*EXCERPTED PASSAGE*
--- Begin ---

Hi Team,
We're dealing with a concurrency issue when we attempt to run multiple jobs at the same time, and we're still having the same problem even after using partition and liquid clustering features. Now we're making sure to have the right where condition for all updates to prevent concurrency problems.
Please review the options below and tell us if this is the correct way to solve the problem or if there is another way to fix it.
Option1:
Having tables properly partitioned and referred to in the WHERE clause, along with unique filter criteria for each concurrent calls, is crucial.
Suppose you run the code concurrently for different dates or countries. Since each job is working on an independent partition on the target Delta table,
you don’t expect any conflicts. However, the condition is not explicit enough and can scan the entire table and can conflict with concurrent operations updating any other partitions.
Instead, you can rewrite your statement to add specific date and country to the merge condition, as shown in the following example.

--- End ---

*STORED ROWS*
--- Begin ---

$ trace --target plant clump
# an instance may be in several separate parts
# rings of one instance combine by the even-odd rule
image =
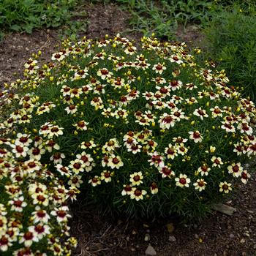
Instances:
[[[127,216],[197,219],[246,184],[255,106],[223,70],[154,37],[62,47],[0,94],[1,250],[69,255],[67,205],[80,191]]]

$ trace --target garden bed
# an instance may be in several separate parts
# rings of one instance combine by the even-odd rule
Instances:
[[[89,38],[114,35],[128,28],[125,20],[129,15],[114,4],[95,5],[87,12]],[[197,33],[180,34],[186,40],[193,41],[200,38]],[[128,37],[138,39],[139,36],[133,34]],[[54,31],[8,36],[0,42],[0,84],[20,77],[23,64],[31,53],[40,50],[42,59],[48,60],[56,45],[59,40]],[[177,219],[154,222],[148,219],[143,222],[113,220],[77,202],[72,206],[72,235],[78,240],[74,255],[143,255],[148,244],[157,255],[162,256],[252,255],[256,252],[255,188],[256,176],[252,175],[247,186],[239,188],[235,198],[227,202],[237,209],[232,217],[213,212],[200,224],[186,226]],[[146,236],[148,241],[145,241]]]

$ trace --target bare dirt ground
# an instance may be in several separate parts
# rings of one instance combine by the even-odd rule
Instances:
[[[89,5],[86,12],[89,38],[102,37],[106,34],[113,36],[129,29],[129,14],[115,4]],[[193,26],[185,31],[179,28],[177,34],[191,45],[202,39]],[[138,33],[125,35],[132,39],[140,37]],[[0,42],[0,87],[22,76],[23,64],[32,53],[41,50],[42,60],[47,61],[59,44],[57,32],[52,30],[7,36]],[[200,224],[187,226],[172,218],[154,222],[125,218],[113,221],[79,201],[72,206],[71,233],[78,240],[73,255],[145,255],[151,244],[159,256],[256,255],[255,174],[252,177],[250,182],[239,188],[234,198],[227,203],[237,208],[232,217],[214,211]],[[148,241],[145,241],[146,236]]]

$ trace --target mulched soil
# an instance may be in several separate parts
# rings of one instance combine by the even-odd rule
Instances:
[[[86,12],[89,38],[106,34],[113,36],[129,29],[129,14],[116,4],[89,5]],[[193,46],[203,38],[193,26],[185,31],[179,28],[177,35]],[[141,35],[129,33],[126,36],[138,39]],[[32,53],[41,50],[42,61],[49,61],[59,44],[57,32],[52,30],[7,36],[0,42],[0,87],[22,77],[23,64]],[[160,256],[256,255],[256,175],[252,176],[250,182],[227,202],[237,209],[232,217],[213,212],[200,224],[184,225],[171,218],[154,222],[124,218],[111,220],[78,202],[72,206],[71,233],[78,239],[73,255],[145,255],[150,244]],[[168,232],[167,225],[173,226],[173,230],[169,228],[171,232]],[[146,241],[147,234],[150,238]]]

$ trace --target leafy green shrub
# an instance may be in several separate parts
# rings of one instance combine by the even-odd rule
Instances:
[[[3,0],[0,1],[0,30],[30,34],[42,26],[56,28],[70,22],[77,5],[78,0]]]
[[[1,92],[2,114],[13,108],[1,125],[1,162],[12,173],[1,173],[1,191],[7,178],[22,186],[28,172],[12,173],[12,161],[36,161],[67,197],[80,189],[81,199],[129,216],[196,219],[247,182],[255,105],[223,72],[197,67],[184,44],[143,37],[138,50],[119,35],[67,40],[52,61],[30,59],[26,79]]]
[[[173,39],[178,23],[201,23],[218,9],[220,1],[118,0],[132,14],[132,29],[148,36],[154,33],[165,39]]]
[[[230,82],[256,99],[256,18],[237,11],[216,14],[203,30],[208,54]]]

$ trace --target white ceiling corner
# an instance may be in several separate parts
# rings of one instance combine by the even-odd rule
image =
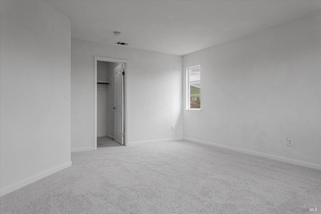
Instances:
[[[44,1],[71,19],[73,38],[180,56],[321,10],[320,1]]]

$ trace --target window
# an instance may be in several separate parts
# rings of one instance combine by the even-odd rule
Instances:
[[[201,109],[201,66],[188,68],[187,109]]]

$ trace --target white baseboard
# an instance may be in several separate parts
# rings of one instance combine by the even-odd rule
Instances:
[[[166,142],[166,141],[175,141],[176,140],[183,140],[183,138],[166,138],[166,139],[160,139],[159,140],[146,140],[145,141],[136,141],[136,142],[130,142],[129,144],[132,143],[150,143],[150,142]]]
[[[45,177],[47,177],[47,176],[50,175],[52,174],[60,171],[61,170],[69,167],[72,165],[72,163],[71,162],[71,161],[70,161],[66,163],[64,163],[63,164],[61,164],[60,165],[54,167],[51,169],[49,169],[49,170],[45,171],[33,177],[29,177],[25,180],[6,186],[5,187],[0,190],[0,196],[5,195],[5,194],[16,190],[25,186],[27,186],[27,185],[33,183],[34,182],[40,180],[41,179]]]
[[[243,149],[240,148],[234,147],[233,146],[226,146],[224,145],[219,144],[218,143],[212,143],[210,142],[204,141],[203,140],[196,140],[195,139],[188,138],[184,137],[183,139],[188,141],[194,142],[195,143],[202,143],[203,144],[209,145],[219,148],[229,149],[239,152],[244,153],[246,154],[251,154],[252,155],[257,156],[259,157],[266,157],[272,160],[279,160],[280,161],[285,162],[292,164],[298,165],[299,166],[305,166],[313,169],[321,170],[321,165],[315,164],[314,163],[307,163],[306,162],[301,161],[299,160],[293,160],[292,159],[287,158],[286,157],[279,157],[271,154],[266,154],[264,153],[254,151]]]
[[[109,137],[109,138],[110,138],[112,139],[113,140],[114,139],[114,136],[113,136],[110,135],[109,135],[109,134],[106,134],[106,137]]]
[[[94,147],[81,147],[76,149],[71,149],[71,152],[77,152],[78,151],[90,151],[94,150]]]

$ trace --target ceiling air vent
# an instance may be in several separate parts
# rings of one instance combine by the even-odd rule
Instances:
[[[127,45],[128,44],[128,43],[122,43],[121,42],[117,42],[115,44],[117,44],[117,45]]]

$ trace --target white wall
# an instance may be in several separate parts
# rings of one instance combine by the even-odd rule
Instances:
[[[320,59],[319,13],[184,56],[202,87],[184,138],[321,168]]]
[[[107,81],[107,62],[98,61],[97,80]],[[107,129],[107,85],[97,85],[97,136],[106,136]]]
[[[72,148],[94,147],[94,57],[128,60],[129,143],[182,137],[180,56],[72,39]],[[173,125],[175,131],[171,130]]]
[[[42,2],[0,9],[2,195],[71,165],[71,27]]]

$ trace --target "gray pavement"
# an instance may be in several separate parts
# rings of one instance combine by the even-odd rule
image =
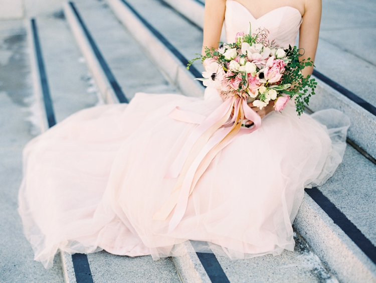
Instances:
[[[191,59],[200,52],[202,37],[200,29],[160,1],[129,2],[186,58]],[[26,14],[37,16],[58,121],[80,109],[101,103],[95,84],[60,12],[61,2],[25,0]],[[76,2],[128,98],[140,91],[176,92],[114,19],[104,2]],[[376,105],[376,4],[367,0],[356,3],[323,0],[323,7],[315,63],[318,70]],[[189,32],[176,32],[183,30]],[[55,257],[54,267],[47,270],[33,260],[33,251],[23,236],[17,211],[22,149],[41,130],[40,112],[33,95],[26,34],[22,20],[0,21],[0,127],[4,133],[0,137],[0,238],[7,243],[0,248],[0,281],[62,282],[60,256]],[[358,72],[354,71],[354,66]],[[354,72],[356,76],[352,75]],[[363,78],[361,85],[359,75]],[[335,175],[319,188],[374,244],[376,195],[370,184],[375,184],[375,170],[374,164],[348,147]],[[296,239],[298,244],[294,252],[285,252],[280,257],[233,261],[220,253],[216,255],[232,282],[336,281],[304,242]],[[94,282],[126,279],[134,282],[179,281],[170,259],[155,262],[148,256],[133,258],[104,251],[88,258]]]
[[[0,281],[63,282],[59,256],[47,270],[33,260],[17,212],[22,151],[40,130],[29,120],[36,113],[28,50],[23,21],[0,21]]]
[[[323,1],[315,62],[318,71],[373,106],[376,106],[375,15],[374,1]]]
[[[177,93],[114,17],[106,4],[84,0],[78,2],[76,6],[129,100],[138,92]]]

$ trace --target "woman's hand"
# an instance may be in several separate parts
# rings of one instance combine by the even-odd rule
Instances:
[[[260,109],[258,107],[254,107],[252,102],[248,103],[248,106],[250,107],[253,111],[257,112],[261,117],[261,119],[262,119],[264,117],[266,116],[266,115],[274,110],[274,101],[270,100],[268,105],[265,107],[263,107],[262,109]]]
[[[268,114],[270,113],[271,111],[274,110],[274,101],[270,100],[265,107],[263,107],[262,109],[260,109],[258,107],[254,107],[252,102],[248,103],[248,106],[250,107],[253,111],[257,113],[261,117],[261,119],[264,118]],[[252,124],[253,122],[252,121],[248,121],[246,123],[246,125]]]

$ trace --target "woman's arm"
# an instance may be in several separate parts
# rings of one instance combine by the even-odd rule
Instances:
[[[299,48],[304,50],[301,60],[309,58],[314,62],[321,19],[321,0],[306,0],[299,36]],[[303,75],[310,75],[313,70],[313,66],[306,67],[303,70]]]
[[[205,1],[202,50],[203,55],[205,55],[204,47],[218,48],[218,42],[220,41],[221,32],[225,20],[225,10],[226,0]]]

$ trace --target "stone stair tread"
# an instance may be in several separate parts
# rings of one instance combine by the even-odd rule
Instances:
[[[156,11],[157,11],[157,10],[155,10],[155,9],[154,9],[154,13],[155,13]],[[157,11],[159,11],[159,10],[157,10]],[[181,11],[180,11],[180,12],[181,12]],[[137,9],[137,13],[141,13],[141,11],[140,10],[139,10]],[[156,14],[162,14],[162,13],[161,12],[160,13],[156,13]],[[150,17],[152,16],[152,15],[147,15],[147,14],[146,14],[146,12],[144,12],[144,14],[143,14],[143,17],[144,17],[144,18],[147,19],[148,20],[150,19]],[[179,31],[180,30],[181,30],[181,29],[179,30]],[[164,32],[163,30],[159,30],[159,31],[160,32],[161,32],[161,33],[163,33]],[[135,31],[134,32],[136,32]],[[175,32],[175,33],[176,33]],[[165,36],[167,37],[168,36],[166,35]],[[190,43],[187,41],[186,42],[185,44],[186,45],[189,45],[190,44]],[[328,88],[329,87],[328,86],[325,86],[325,87]],[[330,93],[330,91],[329,92],[329,93]],[[353,106],[350,103],[350,104],[349,104],[348,107],[353,107]],[[367,113],[368,113],[368,112],[367,112]],[[370,114],[369,115],[371,116],[371,115]],[[372,117],[371,117],[371,118],[372,118]],[[367,136],[367,137],[368,137],[368,136]],[[351,153],[352,153],[353,154],[354,153],[355,153],[355,151],[353,150],[353,149],[351,149],[350,148],[349,148],[349,149],[348,149],[347,150],[347,151],[346,151],[346,152],[347,152],[346,154],[347,155],[347,156],[349,156],[351,155]],[[350,153],[348,153],[349,152],[350,152]],[[356,162],[360,162],[360,163],[362,163],[362,162],[365,162],[365,163],[367,163],[367,166],[369,167],[369,168],[372,168],[372,170],[373,170],[373,169],[374,168],[374,164],[371,163],[370,162],[368,162],[368,161],[367,160],[366,160],[365,159],[365,158],[364,158],[363,156],[361,156],[360,154],[358,154],[357,153],[356,153],[355,155],[357,156],[357,158],[356,159]],[[345,157],[345,158],[346,158]],[[344,161],[343,164],[344,165],[345,164],[345,163],[346,163],[346,161],[345,160],[345,161]],[[343,165],[343,166],[344,166],[344,165]],[[337,176],[340,176],[341,177],[342,177],[342,179],[343,179],[343,176],[342,175],[340,175],[340,173],[336,173],[336,174],[338,174]],[[367,180],[369,182],[371,182],[372,181],[373,181],[373,179],[372,179],[371,178],[369,179],[369,178],[367,178],[366,180]],[[343,181],[343,180],[341,180],[341,181],[343,182],[343,183],[341,183],[341,184],[345,184],[345,182]],[[345,185],[343,185],[343,186],[345,187],[346,187]],[[325,192],[324,188],[325,188],[325,187],[323,187],[322,191],[323,191],[323,192]],[[346,188],[347,189],[348,189],[348,190],[351,190],[351,189],[350,187],[347,187]],[[365,187],[363,187],[362,188],[361,190],[364,190],[366,192],[367,191],[367,188],[366,188],[366,186],[365,186]],[[345,190],[344,191],[344,192],[346,192],[346,191]],[[308,196],[306,196],[306,197],[309,198],[309,197],[308,197]],[[338,198],[338,199],[336,199],[335,201],[336,201],[336,203],[337,203],[337,204],[338,205],[339,205],[340,204],[340,198]],[[306,201],[305,202],[304,202],[304,205],[308,205],[308,206],[309,206],[309,205],[307,205],[307,203],[308,203]],[[370,207],[371,207],[370,205],[371,205],[371,203],[370,204],[369,203],[368,203],[368,205],[369,205]],[[317,206],[317,204],[316,205]],[[305,207],[305,208],[306,208],[306,207]],[[319,207],[319,209],[320,209]],[[351,211],[353,213],[355,213],[356,211],[356,209],[357,209],[357,208],[356,208],[356,206],[352,206],[350,207],[350,208],[349,209],[349,210]],[[310,211],[313,211],[311,209]],[[313,213],[316,213],[316,212],[313,211]],[[315,215],[316,216],[318,216],[318,215],[317,215],[317,214],[315,214]],[[359,223],[357,223],[357,218],[359,218]],[[362,221],[363,221],[363,220],[364,220],[364,218],[361,218],[361,215],[358,215],[356,217],[352,217],[352,218],[351,219],[351,220],[353,221],[355,223],[355,225],[356,225],[356,224],[358,224],[358,226],[360,228],[361,228],[361,225],[362,225],[361,223],[362,223]],[[304,221],[304,216],[303,217],[302,220]],[[301,223],[300,223],[300,224],[301,224]],[[330,230],[330,229],[331,229],[331,228],[332,228],[331,227],[330,227],[329,228],[329,230]],[[342,233],[343,233],[343,231],[342,232]],[[365,232],[365,233],[366,234],[366,232]],[[343,235],[341,235],[341,237]],[[344,235],[344,237],[346,237],[346,236],[345,234]],[[336,236],[336,237],[337,237],[337,236]],[[340,238],[340,237],[337,237],[336,239],[339,239],[339,238]],[[318,238],[319,238],[319,235],[318,235]],[[324,241],[325,239],[323,238],[323,239],[320,239],[319,240],[321,240],[321,241],[323,241],[323,241]],[[351,240],[350,240],[350,241],[351,241]],[[356,247],[356,248],[355,248],[356,250],[353,250],[351,249],[352,248],[351,247],[350,247],[350,246],[347,245],[347,246],[346,246],[346,247],[345,248],[346,248],[346,249],[349,249],[346,250],[346,252],[349,252],[350,253],[353,253],[352,254],[353,254],[354,253],[356,254],[357,252],[358,252],[358,250],[357,249],[357,247]],[[361,257],[361,256],[360,256]],[[367,262],[368,262],[368,261],[369,261],[369,260],[366,260],[366,261],[367,261]],[[360,260],[360,261],[361,261],[361,260]],[[360,264],[361,264],[362,263],[360,263]],[[369,269],[369,270],[370,270],[370,272],[371,272],[371,273],[368,273],[368,274],[373,274],[374,272],[373,272],[373,271],[372,271],[374,269],[373,267],[372,267],[372,266],[373,266],[373,265],[374,265],[374,264],[373,263],[372,263],[371,262],[370,263],[370,265],[367,265],[368,267],[370,268],[370,269]],[[341,266],[341,268],[342,268],[342,269],[343,269],[343,268],[345,268],[345,267],[343,267],[343,266]],[[367,268],[367,267],[366,267],[366,268]],[[372,273],[372,272],[373,272],[373,273]],[[370,275],[369,276],[374,276],[374,274],[373,274],[373,275]],[[372,277],[372,278],[374,278],[374,277]]]
[[[98,96],[90,74],[64,18],[36,19],[57,122],[93,106]]]
[[[159,32],[187,60],[201,53],[203,32],[201,29],[176,13],[162,1],[127,0],[153,27]],[[158,11],[158,13],[155,13]],[[204,71],[200,60],[194,64]]]
[[[113,17],[106,4],[83,0],[75,5],[128,100],[138,92],[177,92]]]
[[[87,255],[94,283],[181,282],[171,259],[153,260],[150,255],[130,257],[102,251]]]
[[[294,251],[284,250],[278,256],[232,260],[220,249],[215,254],[230,282],[338,282],[306,244],[294,238]]]
[[[376,246],[376,166],[347,146],[342,163],[318,189]]]

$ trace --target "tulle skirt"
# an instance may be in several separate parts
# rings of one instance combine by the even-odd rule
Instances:
[[[19,212],[35,259],[51,267],[60,249],[177,255],[205,241],[230,257],[294,245],[291,224],[304,188],[325,182],[341,162],[348,119],[324,110],[298,117],[293,102],[219,153],[168,233],[171,215],[153,219],[176,179],[166,172],[197,126],[167,115],[178,106],[209,115],[222,101],[138,93],[129,104],[83,110],[32,140],[24,152]]]

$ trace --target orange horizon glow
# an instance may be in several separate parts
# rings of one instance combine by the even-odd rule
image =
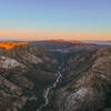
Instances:
[[[0,30],[0,40],[111,40],[111,32]]]
[[[12,49],[16,46],[28,44],[28,42],[0,42],[0,48]]]

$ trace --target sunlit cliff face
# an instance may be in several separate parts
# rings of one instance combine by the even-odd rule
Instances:
[[[28,44],[28,42],[0,42],[0,48],[11,49],[16,46]]]

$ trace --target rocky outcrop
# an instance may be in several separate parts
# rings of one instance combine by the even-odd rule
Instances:
[[[57,59],[29,44],[0,50],[0,111],[36,111],[54,79]]]
[[[103,111],[111,107],[111,48],[71,53],[43,111]]]

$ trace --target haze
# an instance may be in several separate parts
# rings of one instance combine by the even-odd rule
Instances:
[[[0,39],[111,40],[111,0],[0,0]]]

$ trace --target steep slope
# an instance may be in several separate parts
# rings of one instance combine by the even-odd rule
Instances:
[[[67,57],[68,58],[68,57]],[[70,53],[61,84],[42,111],[103,111],[111,107],[111,48]]]
[[[36,111],[56,80],[57,59],[29,44],[0,50],[0,111]]]

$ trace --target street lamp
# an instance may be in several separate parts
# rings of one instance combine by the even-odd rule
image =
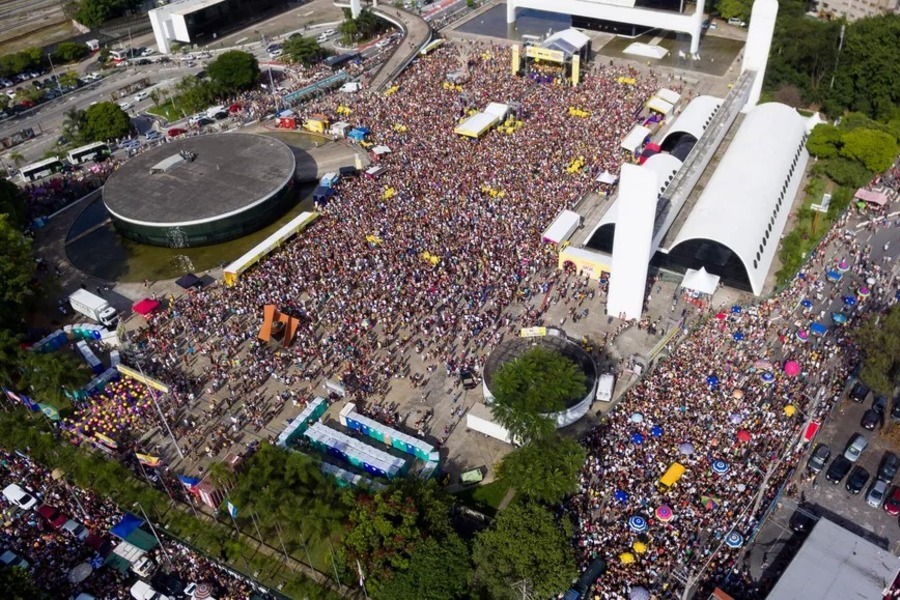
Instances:
[[[174,569],[172,566],[172,559],[169,558],[169,551],[166,550],[166,547],[163,545],[162,540],[159,539],[159,534],[156,533],[156,527],[153,526],[153,521],[150,520],[150,517],[147,516],[147,513],[144,511],[144,507],[140,502],[135,502],[131,505],[132,508],[135,506],[141,509],[141,514],[144,515],[144,520],[147,521],[147,524],[150,525],[150,531],[153,532],[153,537],[156,538],[156,543],[159,544],[159,547],[162,548],[163,556],[166,557],[166,562],[169,563],[169,568]]]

--- End ---

*TASK INSTRUCTIONS*
a. Write out the passage of the Delta table concurrency post above, between "Please review the" and "calls, is crucial.", inclusive.
b. Extend the Delta table concurrency post beyond its last sentence.

*RESULTS BY TASK*
a.
Please review the options below and tell us if this is the correct way to solve the problem or if there is another way to fix it.
Option1:
Having tables properly partitioned and referred to in the WHERE clause, along with unique filter criteria for each concurrent calls, is crucial.

b.
// Target 'deltaTable' is partitioned by date and country
deltaTable.as("t").merge(
source.as("s"),
"s.user_id = t.user_id AND s.date = t.date AND s.country = t.country AND t.date = '" + <date> + "' AND t.country = '" + <country> + "'")
.whenMatched().updateAll()
.whenNotMatched().insertAll()
.execute()
Option 2:
Whenever that ConcurrentAppendException occurs, make sure to incorporate application-specific retry logic into the code.
retry=5
while (retry > 0):
try:
Update statement on delta table
break
except Exception as e:
retry = retry -1
delay = 20 #random.randrange(0,20)
time.sleep(delay)
print(str(retry) + " Failed , added delay " + str(delay))
else
raise "updatefailed"